▸ Problem description:
Please find every line in the data below that contains the string "arched" and copy each of those lines. Case counts when matching.

[A run of records]
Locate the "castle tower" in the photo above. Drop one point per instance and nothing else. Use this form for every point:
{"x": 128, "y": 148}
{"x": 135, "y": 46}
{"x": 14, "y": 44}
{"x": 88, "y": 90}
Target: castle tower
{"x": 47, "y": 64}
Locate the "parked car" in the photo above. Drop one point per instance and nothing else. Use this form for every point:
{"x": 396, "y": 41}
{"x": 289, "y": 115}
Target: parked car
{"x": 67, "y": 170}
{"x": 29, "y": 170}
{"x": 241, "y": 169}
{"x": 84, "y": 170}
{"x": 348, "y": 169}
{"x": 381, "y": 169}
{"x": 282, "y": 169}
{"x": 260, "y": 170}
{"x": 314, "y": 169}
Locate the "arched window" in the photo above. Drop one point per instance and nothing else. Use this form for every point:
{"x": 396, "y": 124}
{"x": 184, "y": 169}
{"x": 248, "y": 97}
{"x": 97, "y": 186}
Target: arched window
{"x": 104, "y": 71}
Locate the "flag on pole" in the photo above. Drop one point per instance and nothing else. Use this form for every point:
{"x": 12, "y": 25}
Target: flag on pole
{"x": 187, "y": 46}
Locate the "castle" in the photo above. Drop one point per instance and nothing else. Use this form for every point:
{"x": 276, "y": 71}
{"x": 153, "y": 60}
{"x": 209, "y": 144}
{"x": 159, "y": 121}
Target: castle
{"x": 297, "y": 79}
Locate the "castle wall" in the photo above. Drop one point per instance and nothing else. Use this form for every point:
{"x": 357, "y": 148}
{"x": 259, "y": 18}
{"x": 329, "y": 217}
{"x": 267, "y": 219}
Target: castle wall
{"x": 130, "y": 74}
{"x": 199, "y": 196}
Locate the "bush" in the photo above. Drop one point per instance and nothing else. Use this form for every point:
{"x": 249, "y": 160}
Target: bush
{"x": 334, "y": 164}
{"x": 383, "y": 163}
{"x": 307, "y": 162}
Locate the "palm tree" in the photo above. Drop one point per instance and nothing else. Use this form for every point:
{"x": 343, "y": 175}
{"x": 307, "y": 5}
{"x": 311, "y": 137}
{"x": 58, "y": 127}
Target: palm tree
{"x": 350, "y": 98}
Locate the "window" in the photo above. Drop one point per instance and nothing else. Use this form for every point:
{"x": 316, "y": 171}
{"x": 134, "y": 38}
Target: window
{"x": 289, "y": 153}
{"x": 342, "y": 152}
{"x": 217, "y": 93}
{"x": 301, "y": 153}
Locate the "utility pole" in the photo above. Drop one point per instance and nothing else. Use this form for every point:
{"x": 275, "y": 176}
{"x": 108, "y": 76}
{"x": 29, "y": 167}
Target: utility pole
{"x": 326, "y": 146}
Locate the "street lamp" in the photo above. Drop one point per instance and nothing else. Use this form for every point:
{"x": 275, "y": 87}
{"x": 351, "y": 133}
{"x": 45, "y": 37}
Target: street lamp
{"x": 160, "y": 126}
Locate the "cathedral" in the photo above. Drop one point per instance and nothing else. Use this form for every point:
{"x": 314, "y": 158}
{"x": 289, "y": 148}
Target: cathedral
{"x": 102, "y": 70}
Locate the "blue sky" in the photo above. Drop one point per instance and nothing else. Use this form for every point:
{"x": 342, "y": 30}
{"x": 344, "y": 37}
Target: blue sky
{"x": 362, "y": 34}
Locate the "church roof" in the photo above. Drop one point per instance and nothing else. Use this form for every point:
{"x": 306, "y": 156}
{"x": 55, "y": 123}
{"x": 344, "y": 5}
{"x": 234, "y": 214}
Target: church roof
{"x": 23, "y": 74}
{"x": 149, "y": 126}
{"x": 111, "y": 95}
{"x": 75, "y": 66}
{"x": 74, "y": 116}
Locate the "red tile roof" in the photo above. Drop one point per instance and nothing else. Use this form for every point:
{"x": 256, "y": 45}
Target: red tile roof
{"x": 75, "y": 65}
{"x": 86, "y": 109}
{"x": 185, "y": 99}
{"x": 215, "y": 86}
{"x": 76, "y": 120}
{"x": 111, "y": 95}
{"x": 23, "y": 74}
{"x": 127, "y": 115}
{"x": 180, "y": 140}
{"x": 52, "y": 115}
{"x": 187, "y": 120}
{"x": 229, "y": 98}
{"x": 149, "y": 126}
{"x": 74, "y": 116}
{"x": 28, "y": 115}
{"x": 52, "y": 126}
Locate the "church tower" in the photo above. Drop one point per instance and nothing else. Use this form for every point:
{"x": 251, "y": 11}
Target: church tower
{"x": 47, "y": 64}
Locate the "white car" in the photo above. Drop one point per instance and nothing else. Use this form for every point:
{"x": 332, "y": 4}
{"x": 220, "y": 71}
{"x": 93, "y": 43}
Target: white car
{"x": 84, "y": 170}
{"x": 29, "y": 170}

==

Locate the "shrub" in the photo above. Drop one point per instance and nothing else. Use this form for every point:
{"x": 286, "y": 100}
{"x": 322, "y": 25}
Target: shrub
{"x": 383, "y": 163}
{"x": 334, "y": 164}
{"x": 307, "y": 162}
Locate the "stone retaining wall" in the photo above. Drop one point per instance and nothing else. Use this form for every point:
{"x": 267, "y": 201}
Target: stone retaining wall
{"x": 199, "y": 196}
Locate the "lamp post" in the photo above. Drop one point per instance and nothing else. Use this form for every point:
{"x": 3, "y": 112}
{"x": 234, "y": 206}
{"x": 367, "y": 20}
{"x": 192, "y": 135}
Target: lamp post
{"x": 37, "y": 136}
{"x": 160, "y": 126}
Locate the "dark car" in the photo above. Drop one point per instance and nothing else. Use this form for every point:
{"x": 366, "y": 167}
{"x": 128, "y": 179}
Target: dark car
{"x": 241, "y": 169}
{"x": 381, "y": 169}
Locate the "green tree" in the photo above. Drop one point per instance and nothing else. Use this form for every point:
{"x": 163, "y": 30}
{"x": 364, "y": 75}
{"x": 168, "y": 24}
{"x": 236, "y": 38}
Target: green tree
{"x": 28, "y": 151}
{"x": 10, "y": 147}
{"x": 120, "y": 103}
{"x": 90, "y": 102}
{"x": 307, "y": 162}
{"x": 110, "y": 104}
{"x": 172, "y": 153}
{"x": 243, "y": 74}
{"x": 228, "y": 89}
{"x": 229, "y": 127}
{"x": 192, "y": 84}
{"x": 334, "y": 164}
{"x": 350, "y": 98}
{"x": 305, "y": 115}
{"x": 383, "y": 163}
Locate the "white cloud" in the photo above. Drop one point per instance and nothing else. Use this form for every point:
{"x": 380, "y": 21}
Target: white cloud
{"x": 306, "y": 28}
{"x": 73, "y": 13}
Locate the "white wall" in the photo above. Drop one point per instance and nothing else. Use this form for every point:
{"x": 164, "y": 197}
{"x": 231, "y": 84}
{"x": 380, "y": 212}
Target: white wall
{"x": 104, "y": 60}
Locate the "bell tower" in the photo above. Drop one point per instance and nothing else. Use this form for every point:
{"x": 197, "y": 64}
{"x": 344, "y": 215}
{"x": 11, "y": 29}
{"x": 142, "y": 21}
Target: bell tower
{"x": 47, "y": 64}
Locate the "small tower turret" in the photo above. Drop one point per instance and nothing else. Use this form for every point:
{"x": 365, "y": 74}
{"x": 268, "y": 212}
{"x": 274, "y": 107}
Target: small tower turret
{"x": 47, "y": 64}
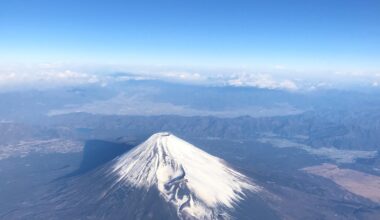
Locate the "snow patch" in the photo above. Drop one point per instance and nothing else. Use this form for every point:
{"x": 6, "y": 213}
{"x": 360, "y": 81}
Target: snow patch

▸ Expected answer:
Locate the "arched window" in the photo above. Drop one point per instance and nothing else. Use this form for every point:
Target: arched window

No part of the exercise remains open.